──────── PROVIDED TEXT ────────
Complete Parameter Guide for arun()

The following parameters can be passed to the arun() method. They are organized by their primary usage context and functionality.

Core Parameters

await crawler.arun(
    url="https://example.com",   # Required: URL to crawl
    verbose=True,               # Enable detailed logging
    bypass_cache=False,         # Skip cache for this request
    warmup=True                # Whether to run warmup check
)

Content Processing Parameters

Text Processing

await crawler.arun(
    word_count_threshold=10,                # Minimum words per content block
    image_description_min_word_threshold=5,  # Minimum words for image descriptions
    only_text=False,                        # Extract only text content
    excluded_tags=['form', 'nav'],          # HTML tags to exclude
    keep_data_attributes=False,             # Preserve data-* attributes
)

Content Selection

await crawler.arun(
    css_selector=".main-content",  # CSS selector for content extraction
    remove_forms=True,             # Remove all form elements
    remove_overlay_elements=True,  # Remove popups/modals/overlays
)
await crawler.arun(
    exclude_external_links=True,          # Remove external links
    exclude_social_media_links=True,      # Remove social media links
    exclude_external_images=True,         # Remove external images
    exclude_domains=["ads.example.com"],  # Specific domains to exclude
    social_media_domains=[               # Additional social media domains
        "facebook.com",
        "twitter.com",
        "instagram.com"
    ]
)

Browser Control Parameters

Basic Browser Settings

await crawler.arun(
    headless=True,                # Run browser in headless mode
    browser_type="chromium",      # Browser engine: "chromium", "firefox", "webkit"
    page_timeout=60000,          # Page load timeout in milliseconds
    user_agent="custom-agent",    # Custom user agent
)
await crawler.arun(
    wait_for="css:.dynamic-content",  # Wait for element/condition
    delay_before_return_html=2.0,     # Wait before returning HTML (seconds)
────────
**TASKS TO PERFORM:**
A - Answer these from the arun() parameter guide:
(i) In what unit is page_timeout given?
(ii) Which HTML tags appear in the excluded_tags example?
(iii) What does remove_overlay_elements remove?
B - Pick up the arun() parameter guide right after its final line and continue it.
The listing placed after this guide was taken from a different source.
──────── ITEMS ────────
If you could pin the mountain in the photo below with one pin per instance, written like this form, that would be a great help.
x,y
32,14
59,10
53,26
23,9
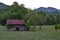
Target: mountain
x,y
3,6
49,10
────────
**OUTPUTS BY TASK:**
A -
(i) Milliseconds.
(ii) 'form' and 'nav'.
(iii) Popups, modals and overlays.

B -
)

JavaScript Execution

await crawler.arun(
    js_code=[                     # JavaScript to execute (string or list)
        "window.scrollTo(0, document.body.scrollHeight);",
        "document.querySelector('.load-more').click();"
    ],
    js_only=False,               # Only execute JavaScript without reloading page
)

Anti-Bot Features

await crawler.arun(
    magic=True,              # Enable all anti-detection features
    simulate_user=True,      # Simulate human behavior
    override_navigator=True  # Override navigator properties
)

Session Management

await crawler.arun(
    session_id="my_session",  # Session identifier for persistent browsing
)

Screenshot Options

await crawler.arun(
    screenshot=True,              # Take page screenshot
    screenshot_wait_for=2.0,      # Wait before screenshot (seconds)
)

Proxy Configuration

await crawler.arun(
    proxy="http://proxy.example.com:8080",     # Simple proxy URL
    proxy_config={                             # Advanced proxy settings
        "server": "http://proxy.example.com:8080",
        "username": "user",
        "password": "pass"
    }
)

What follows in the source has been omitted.